The options for live music in New Orleans the week of Feb. 14-20 include the first slate of shows at the new Fillmore New Orleans, topped by a two-night stand by one of the biggest bands of the 1980s.
7 p.m. Tuesday-Wednesday, Fillmore New Orleans, $105-$249
Against all odds, Duran Duran endures. Bands perched on the leading edge of the pop culture precipice, as Double-D was in the 1980s, generally fall off. And indeed, the darlings of the dawn of MTV didn’t stay atop the pop charts, or continue to headline stadiums, indefinitely. But the core four that remain from the original quintet — Simon LeBon, John Taylor, Roger Taylor and Nick Rhodes — have made the transition from pinup boys to still-stylish adults with minimal embarrassment. Their hook-laden synth-pop anthems have aged well, even as the band members continue to work on new material. This year will likely see the release of their 15th studio album, their first since 2015’s “Paper Gods." They’re on the road for a handful of dates, including a two-night stand at the new, 2,200-capacity Fillmore New Orleans in Harrah’s Casino. Tuesday’s show is officially sold out, though tickets are available on the secondary market.

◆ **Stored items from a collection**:
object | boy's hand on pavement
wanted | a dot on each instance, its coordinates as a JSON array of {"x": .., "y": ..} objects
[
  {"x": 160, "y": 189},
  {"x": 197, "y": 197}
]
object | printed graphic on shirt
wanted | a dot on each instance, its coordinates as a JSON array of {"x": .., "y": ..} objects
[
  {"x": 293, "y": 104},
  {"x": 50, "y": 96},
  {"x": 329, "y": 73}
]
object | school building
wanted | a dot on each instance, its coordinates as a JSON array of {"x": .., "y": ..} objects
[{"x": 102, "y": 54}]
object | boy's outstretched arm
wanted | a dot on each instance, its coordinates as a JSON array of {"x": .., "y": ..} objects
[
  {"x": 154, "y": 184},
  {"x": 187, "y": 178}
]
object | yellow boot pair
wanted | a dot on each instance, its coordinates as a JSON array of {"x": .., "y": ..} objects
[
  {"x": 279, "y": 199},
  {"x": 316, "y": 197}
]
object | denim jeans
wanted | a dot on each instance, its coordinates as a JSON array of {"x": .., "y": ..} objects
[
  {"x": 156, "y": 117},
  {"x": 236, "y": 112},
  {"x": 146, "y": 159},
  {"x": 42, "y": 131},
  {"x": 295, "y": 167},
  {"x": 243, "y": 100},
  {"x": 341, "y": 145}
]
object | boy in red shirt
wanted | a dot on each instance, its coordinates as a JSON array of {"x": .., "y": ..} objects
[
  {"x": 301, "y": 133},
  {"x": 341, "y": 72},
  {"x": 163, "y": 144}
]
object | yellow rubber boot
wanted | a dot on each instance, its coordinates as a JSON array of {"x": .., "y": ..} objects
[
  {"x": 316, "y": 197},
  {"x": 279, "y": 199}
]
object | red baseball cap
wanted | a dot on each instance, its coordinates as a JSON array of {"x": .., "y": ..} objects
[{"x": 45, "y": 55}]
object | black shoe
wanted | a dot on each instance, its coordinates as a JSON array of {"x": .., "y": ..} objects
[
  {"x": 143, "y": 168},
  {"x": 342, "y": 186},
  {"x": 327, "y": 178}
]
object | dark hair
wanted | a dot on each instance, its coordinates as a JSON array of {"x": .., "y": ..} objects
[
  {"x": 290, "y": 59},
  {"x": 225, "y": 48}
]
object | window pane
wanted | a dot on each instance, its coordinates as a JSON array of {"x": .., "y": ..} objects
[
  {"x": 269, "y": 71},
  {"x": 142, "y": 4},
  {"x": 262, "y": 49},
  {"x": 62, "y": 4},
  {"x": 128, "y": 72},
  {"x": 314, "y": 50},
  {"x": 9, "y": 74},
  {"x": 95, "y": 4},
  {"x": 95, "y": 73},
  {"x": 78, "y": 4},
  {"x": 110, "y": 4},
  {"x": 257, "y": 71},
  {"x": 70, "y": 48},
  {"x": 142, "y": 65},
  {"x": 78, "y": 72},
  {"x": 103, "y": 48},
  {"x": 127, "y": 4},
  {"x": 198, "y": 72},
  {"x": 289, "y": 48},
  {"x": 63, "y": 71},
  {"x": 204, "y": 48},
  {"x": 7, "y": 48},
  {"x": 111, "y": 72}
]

◆ **To-do list**:
a. What is the seating capacity of the new Fillmore New Orleans, according to the concert listing?
b. Reproduce the part of the concert listing that opens with the words containing "The options for" and closes with "of the 1980s.".
Work from the concert listing alone and set the material aside.

◆ **Set of answers**:
a. 2,200

b.
The options for live music in New Orleans the week of Feb. 14-20 include the first slate of shows at the new Fillmore New Orleans, topped by a two-night stand by one of the biggest bands of the 1980s.